_REQUIREMENT A_
Find each line in the rows below that contains the word "green", and copy those lines.

_DOCUMENT PASSAGE_
>> start
Can't help with specs but....

Gene,

I don't have the sensor specs in front of me at the moment but I'm gonna go out on a limb and suggest that, since both the sensors you have read the same, the problem may well be in the connection or wiring.

CTS problems are common in my world, but they can often be traced to oxidized contacts in the plug or oxidation in the wiring leading to the plug.

I just got done going through the lighting on my new X, trying to resolve some intermittent problems. Turns out the positive contacts in the sockets had oxidized enough to prevent a reliable connection from occurring. Perhaps the same thing is happening with your CTS.

Try cleaning the inside of the contacts in the plug with a sliver of 1000 grit sandpaper, or spray them out with some Caig DeOxit. Then apply a contact enhancer like Caig Gold or Stabilant 22 and see if that helps.
>> end
Object point labels:
>> start
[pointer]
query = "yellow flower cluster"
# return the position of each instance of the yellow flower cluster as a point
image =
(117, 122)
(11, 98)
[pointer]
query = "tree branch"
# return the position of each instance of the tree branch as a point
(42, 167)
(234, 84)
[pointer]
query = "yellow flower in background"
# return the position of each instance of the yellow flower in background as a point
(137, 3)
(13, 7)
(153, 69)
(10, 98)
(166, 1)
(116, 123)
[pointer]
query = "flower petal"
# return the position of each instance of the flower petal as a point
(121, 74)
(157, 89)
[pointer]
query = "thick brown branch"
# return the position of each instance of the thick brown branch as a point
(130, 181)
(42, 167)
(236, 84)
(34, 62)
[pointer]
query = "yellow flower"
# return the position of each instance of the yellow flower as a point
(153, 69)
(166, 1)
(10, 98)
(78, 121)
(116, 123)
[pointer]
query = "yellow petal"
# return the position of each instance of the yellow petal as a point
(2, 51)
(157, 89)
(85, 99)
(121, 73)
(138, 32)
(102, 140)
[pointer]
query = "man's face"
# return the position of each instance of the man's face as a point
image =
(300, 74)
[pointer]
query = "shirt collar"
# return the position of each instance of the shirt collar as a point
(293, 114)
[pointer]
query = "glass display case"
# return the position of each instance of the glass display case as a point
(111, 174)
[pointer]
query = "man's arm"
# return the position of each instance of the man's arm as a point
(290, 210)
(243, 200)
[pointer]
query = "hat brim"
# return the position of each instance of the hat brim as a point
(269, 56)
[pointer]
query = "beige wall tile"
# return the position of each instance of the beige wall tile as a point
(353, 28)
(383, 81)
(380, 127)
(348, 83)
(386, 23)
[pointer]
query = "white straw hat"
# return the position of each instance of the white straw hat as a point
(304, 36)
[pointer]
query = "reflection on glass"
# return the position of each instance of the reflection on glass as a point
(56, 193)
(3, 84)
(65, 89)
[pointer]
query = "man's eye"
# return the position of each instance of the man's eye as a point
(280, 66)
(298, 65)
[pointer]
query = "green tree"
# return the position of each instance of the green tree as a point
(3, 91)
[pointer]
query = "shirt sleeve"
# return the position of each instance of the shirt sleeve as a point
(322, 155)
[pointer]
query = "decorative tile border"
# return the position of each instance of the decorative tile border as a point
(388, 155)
>> end
_REQUIREMENT B_
Write down everything in the post about sensor wiring from "I don't have" down to "to the plug.", word for word.

_WORKED SOLUTION A_
query = "green tree"
# return the position of each instance of the green tree as a point

_WORKED SOLUTION B_
I don't have the sensor specs in front of me at the moment but I'm gonna go out on a limb and suggest that, since both the sensors you have read the same, the problem may well be in the connection or wiring.

CTS problems are common in my world, but they can often be traced to oxidized contacts in the plug or oxidation in the wiring leading to the plug.